**Exercise text**
BEGIN
Wednesday, 14 November 2018

Personalized medicine for breast cancer

23 October 2018 | Features | By Dr. Pramod Kumar Julka

Through this precision medicine, we aim to deliver treatment that is more specific and supposed to be more efficacious for that individual.

As we all know that the incidence and prevalence of cancer is increasing day by day. There is an increased interest of researches medical professionals and even general public in the field of cancer.  

There has been a change in the trend of treatment modalities and medications with newer guidelines in place due to an increased research in the cancer. These novel medications are aimed at causing lesser side effects. Better medications are available to manage these side effects efficiently.

What is precision medicine and why the need?
END
**Extracted information**
BEGIN
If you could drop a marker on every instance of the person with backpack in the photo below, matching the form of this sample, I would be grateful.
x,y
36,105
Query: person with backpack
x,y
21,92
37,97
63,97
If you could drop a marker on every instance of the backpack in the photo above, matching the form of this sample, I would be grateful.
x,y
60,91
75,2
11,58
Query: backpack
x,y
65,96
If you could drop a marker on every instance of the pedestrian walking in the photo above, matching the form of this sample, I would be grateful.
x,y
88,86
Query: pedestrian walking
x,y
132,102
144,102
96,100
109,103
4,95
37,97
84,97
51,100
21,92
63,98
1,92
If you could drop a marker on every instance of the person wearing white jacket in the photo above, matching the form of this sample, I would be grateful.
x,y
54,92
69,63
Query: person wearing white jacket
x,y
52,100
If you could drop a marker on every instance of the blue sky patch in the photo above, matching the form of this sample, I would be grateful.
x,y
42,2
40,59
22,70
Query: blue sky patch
END
BEGIN
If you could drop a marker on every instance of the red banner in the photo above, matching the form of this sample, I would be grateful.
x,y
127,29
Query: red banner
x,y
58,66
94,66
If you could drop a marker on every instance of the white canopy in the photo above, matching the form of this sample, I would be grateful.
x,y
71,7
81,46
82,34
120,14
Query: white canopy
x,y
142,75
END
**Work task**
Reproduce the whole article on personalized medicine for breast cancer, word for word.

**Answer box**
Wednesday, 14 November 2018

Personalized medicine for breast cancer

23 October 2018 | Features | By Dr. Pramod Kumar Julka

Through this precision medicine, we aim to deliver treatment that is more specific and supposed to be more efficacious for that individual.

As we all know that the incidence and prevalence of cancer is increasing day by day. There is an increased interest of researches medical professionals and even general public in the field of cancer.  

There has been a change in the trend of treatment modalities and medications with newer guidelines in place due to an increased research in the cancer. These novel medications are aimed at causing lesser side effects. Better medications are available to manage these side effects efficiently.

What is precision medicine and why the need?